╭─ Extracted information
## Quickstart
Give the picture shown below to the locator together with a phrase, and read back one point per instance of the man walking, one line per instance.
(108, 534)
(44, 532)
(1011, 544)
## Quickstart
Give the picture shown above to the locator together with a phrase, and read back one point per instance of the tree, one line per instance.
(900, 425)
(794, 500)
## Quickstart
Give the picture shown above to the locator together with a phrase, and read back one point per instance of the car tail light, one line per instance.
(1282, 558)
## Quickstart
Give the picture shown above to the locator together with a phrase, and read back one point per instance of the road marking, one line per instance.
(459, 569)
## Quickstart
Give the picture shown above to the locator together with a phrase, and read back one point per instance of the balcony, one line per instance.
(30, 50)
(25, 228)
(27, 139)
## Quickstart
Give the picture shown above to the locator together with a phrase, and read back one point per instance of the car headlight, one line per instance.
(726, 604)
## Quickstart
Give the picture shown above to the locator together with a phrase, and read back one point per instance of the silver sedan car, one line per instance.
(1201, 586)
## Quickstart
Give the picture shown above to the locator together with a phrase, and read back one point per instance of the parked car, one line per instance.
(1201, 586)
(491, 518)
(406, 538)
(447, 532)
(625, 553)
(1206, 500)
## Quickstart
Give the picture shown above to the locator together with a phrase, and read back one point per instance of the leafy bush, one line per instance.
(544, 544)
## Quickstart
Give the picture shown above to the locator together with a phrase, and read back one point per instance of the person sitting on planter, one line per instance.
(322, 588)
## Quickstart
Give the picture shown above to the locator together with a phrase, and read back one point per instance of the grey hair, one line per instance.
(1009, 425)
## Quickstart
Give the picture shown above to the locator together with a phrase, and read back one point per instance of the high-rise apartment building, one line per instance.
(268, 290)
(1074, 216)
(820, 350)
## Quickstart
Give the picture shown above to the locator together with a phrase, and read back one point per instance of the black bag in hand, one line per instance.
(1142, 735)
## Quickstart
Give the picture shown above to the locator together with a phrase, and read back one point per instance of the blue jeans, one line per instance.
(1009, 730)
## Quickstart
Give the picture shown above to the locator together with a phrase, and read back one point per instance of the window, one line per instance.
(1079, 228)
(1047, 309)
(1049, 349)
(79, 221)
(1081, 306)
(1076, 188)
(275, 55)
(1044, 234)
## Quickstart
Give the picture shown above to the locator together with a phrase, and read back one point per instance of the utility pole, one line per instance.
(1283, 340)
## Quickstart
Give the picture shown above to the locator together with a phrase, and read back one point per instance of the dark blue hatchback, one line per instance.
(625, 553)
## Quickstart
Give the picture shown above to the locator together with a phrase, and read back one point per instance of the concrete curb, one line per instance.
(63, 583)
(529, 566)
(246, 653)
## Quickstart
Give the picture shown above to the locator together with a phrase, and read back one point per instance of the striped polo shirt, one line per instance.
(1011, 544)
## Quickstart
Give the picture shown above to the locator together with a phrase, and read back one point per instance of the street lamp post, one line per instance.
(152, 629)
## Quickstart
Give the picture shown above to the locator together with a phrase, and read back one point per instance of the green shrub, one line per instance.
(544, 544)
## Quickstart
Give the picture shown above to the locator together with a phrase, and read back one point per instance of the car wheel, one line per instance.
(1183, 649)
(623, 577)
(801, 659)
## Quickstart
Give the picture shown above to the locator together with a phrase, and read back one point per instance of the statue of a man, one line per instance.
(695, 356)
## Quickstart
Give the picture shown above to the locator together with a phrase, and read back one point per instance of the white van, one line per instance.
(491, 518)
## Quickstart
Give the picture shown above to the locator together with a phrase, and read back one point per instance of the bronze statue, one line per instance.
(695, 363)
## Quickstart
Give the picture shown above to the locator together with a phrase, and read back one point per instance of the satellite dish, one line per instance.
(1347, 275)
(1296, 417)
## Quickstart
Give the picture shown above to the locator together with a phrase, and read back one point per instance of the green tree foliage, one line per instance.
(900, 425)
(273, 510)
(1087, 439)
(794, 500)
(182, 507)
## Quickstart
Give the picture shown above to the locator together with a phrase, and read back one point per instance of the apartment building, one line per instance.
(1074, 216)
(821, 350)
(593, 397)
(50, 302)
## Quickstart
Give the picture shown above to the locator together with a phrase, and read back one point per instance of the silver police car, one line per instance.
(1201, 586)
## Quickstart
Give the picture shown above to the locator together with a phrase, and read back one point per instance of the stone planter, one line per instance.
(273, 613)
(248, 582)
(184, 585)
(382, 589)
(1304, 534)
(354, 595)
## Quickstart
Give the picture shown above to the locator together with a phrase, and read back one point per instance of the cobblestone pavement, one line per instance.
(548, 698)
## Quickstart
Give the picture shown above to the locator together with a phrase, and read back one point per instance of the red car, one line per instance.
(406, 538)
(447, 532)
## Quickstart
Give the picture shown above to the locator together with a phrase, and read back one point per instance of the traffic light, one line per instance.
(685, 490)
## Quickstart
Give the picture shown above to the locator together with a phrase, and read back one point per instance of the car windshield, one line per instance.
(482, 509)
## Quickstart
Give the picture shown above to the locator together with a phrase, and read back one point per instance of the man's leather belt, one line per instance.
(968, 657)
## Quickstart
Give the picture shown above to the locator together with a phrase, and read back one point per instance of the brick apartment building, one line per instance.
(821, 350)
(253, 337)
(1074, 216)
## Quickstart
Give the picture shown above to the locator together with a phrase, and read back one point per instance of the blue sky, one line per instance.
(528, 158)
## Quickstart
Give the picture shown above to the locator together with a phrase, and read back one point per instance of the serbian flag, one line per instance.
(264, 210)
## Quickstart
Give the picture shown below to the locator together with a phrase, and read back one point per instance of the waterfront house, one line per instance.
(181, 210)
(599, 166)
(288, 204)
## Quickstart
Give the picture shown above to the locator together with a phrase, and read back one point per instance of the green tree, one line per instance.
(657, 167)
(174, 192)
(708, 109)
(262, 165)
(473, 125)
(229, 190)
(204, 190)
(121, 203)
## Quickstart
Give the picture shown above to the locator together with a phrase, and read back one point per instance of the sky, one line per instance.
╰─
**What you will do**
Retype each entry exactly, leaving none of them out.

**Written response**
## Quickstart
Give the picture shown below to the locator together with a phrase, and read back one point per instance of the man walking, one line per instance.
(108, 534)
(44, 532)
(1011, 544)
## Quickstart
Give the picture shown above to the locator together with a phrase, and read back one point per instance of the tree, one line per instance.
(900, 425)
(794, 500)
## Quickstart
Give the picture shown above to the locator together with a phrase, and read back one point per instance of the car tail light, one line per instance.
(1282, 558)
## Quickstart
Give the picture shown above to the locator together with a phrase, and read back one point per instance of the road marking, one line per instance.
(459, 569)
## Quickstart
Give the picture shown above to the locator together with a phrase, and read back one point per instance of the balcony, one line per instance.
(30, 50)
(25, 228)
(27, 139)
## Quickstart
Give the picture shown above to the locator together with a phrase, and read back one point per instance of the car headlight, one line per instance.
(726, 604)
## Quickstart
Give the picture shown above to the locator together with a phrase, and read back one point per instance of the silver sedan car, one line per instance.
(1201, 586)
## Quickstart
Give the picture shown above to the locator together with a phrase, and read back one point per instance of the parked car, one line per instance.
(1201, 586)
(491, 518)
(406, 538)
(447, 532)
(625, 553)
(1206, 500)
## Quickstart
Give the picture shown above to the locator together with a phrase, and read back one point per instance of the leafy bush, one line per instance.
(544, 544)
## Quickstart
Give the picture shown above to the locator together with a phrase, and read back one point per instance of the person sitting on planter, one line per instance.
(322, 588)
## Quickstart
Give the picture shown above to the locator together with a phrase, and read back one point per instance of the grey hair, one line per instance.
(1009, 425)
## Quickstart
Give the picture shown above to the locator together with a phrase, and read back one point per instance of the high-rise apartment building, one line per instance.
(268, 290)
(1074, 216)
(820, 350)
## Quickstart
Give the picture shown above to the locator together with a phrase, and read back one point per instance of the black bag in hand, one line per instance.
(1142, 735)
## Quickstart
Give the picture shown above to the locator together with a phrase, and read back one point per instance of the blue jeans, one line per instance.
(1009, 730)
## Quickstart
Give the picture shown above to the locator together with a phrase, and read back one point per instance of the window, one line per instance.
(1079, 228)
(1047, 309)
(1049, 349)
(79, 221)
(1081, 306)
(1076, 188)
(275, 55)
(1044, 234)
## Quickstart
Give the picture shown above to the locator together with a phrase, and read back one point per instance of the utility pole, one line per instance.
(1283, 340)
## Quickstart
Give the picture shown above to the locator together with a phrase, and read back one point per instance of the dark blue hatchback, one line per instance.
(625, 553)
## Quickstart
Give the picture shown above to the locator together with a phrase, and read back one point per instance of the concrete curb, one line per instance.
(63, 583)
(529, 566)
(246, 653)
## Quickstart
Give the picture shown above to the locator together with a phrase, and read back one point per instance of the striped polo shirt, one line per instance.
(1011, 544)
## Quickstart
Give the picture shown above to the locator together with a phrase, and read back one point per instance of the street lamp post, one line per instance.
(152, 629)
## Quickstart
Give the picture shown above to the locator together with a phrase, and read back one point per instance of the green shrub, one line per instance.
(544, 544)
## Quickstart
Give the picture shown above to the locator together with a phrase, and read back one point per instance of the car wheel, one line per instance.
(1183, 649)
(623, 577)
(801, 659)
## Quickstart
Give the picture shown above to the locator together with a phrase, and read back one point per instance of the statue of a man, one line per instance.
(695, 356)
## Quickstart
Give the picture shown above to the locator together with a phrase, and read back one point per instance of the white van, one line per instance.
(491, 518)
## Quickstart
Give the picture shown above to the locator together with a phrase, and read back one point per instance of the bronze statue, one line per instance.
(695, 363)
## Quickstart
Give the picture shown above to the locator together with a phrase, and read back one point per instance of the satellite dish, one line per instance.
(1347, 275)
(1296, 417)
## Quickstart
Give the picture shown above to the locator together with a phrase, and read back one point per instance of the green tree foliage, one line per instance.
(900, 425)
(273, 510)
(1087, 439)
(794, 500)
(182, 507)
## Quickstart
Give the picture shown above to the locator together with a phrase, and read back one point per instance of the apartment building, one line per instance.
(1074, 216)
(821, 350)
(593, 397)
(50, 302)
## Quickstart
Give the picture shown above to the locator together with a phrase, and read back one point per instance of the silver police car, one line per instance.
(1201, 586)
## Quickstart
Give the picture shown above to the locator together with a phrase, and read back one point per instance of the stone planter, one line per instance.
(273, 613)
(248, 582)
(184, 585)
(382, 589)
(1304, 534)
(354, 595)
## Quickstart
Give the picture shown above to the locator together with a phrase, and read back one point per instance of the cobblestone pavement, one line per instance.
(548, 698)
## Quickstart
Give the picture shown above to the locator together with a phrase, and read back one point per instance of the red car, one line per instance.
(406, 538)
(447, 532)
## Quickstart
Give the picture shown above to the locator together with a phrase, and read back one point per instance of the traffic light, one line per instance.
(685, 490)
## Quickstart
Give the picture shown above to the locator together with a phrase, and read back one point per instance of the car windshield, one line per instance.
(482, 509)
## Quickstart
Give the picture shown above to the locator together with a phrase, and read back one point per instance of the man's leather belt, one line per instance.
(968, 657)
## Quickstart
Give the picture shown above to the locator together with a phrase, and read back one point per instance of the brick apartment building, one line per instance.
(821, 350)
(253, 337)
(1074, 216)
## Quickstart
Give the picture shown above to the locator together with a phrase, and read back one point per instance of the blue sky, one line per instance.
(528, 158)
## Quickstart
Give the picture shown above to the locator together with a phrase, and read back one point per instance of the serbian flag, one line per instance.
(264, 210)
## Quickstart
Give the picture shown below to the locator together with a phrase, and read back one point per instance of the waterfront house, one line per instance.
(181, 210)
(599, 166)
(288, 204)
## Quickstart
Give the picture shown above to the locator together with a phrase, and read back one point per instance of the green tree, one line per instance.
(657, 167)
(174, 192)
(708, 109)
(262, 165)
(473, 125)
(229, 190)
(204, 190)
(121, 203)
## Quickstart
Give the picture shown above to the locator together with a phrase, and read back one point per instance of the sky, one line per instance.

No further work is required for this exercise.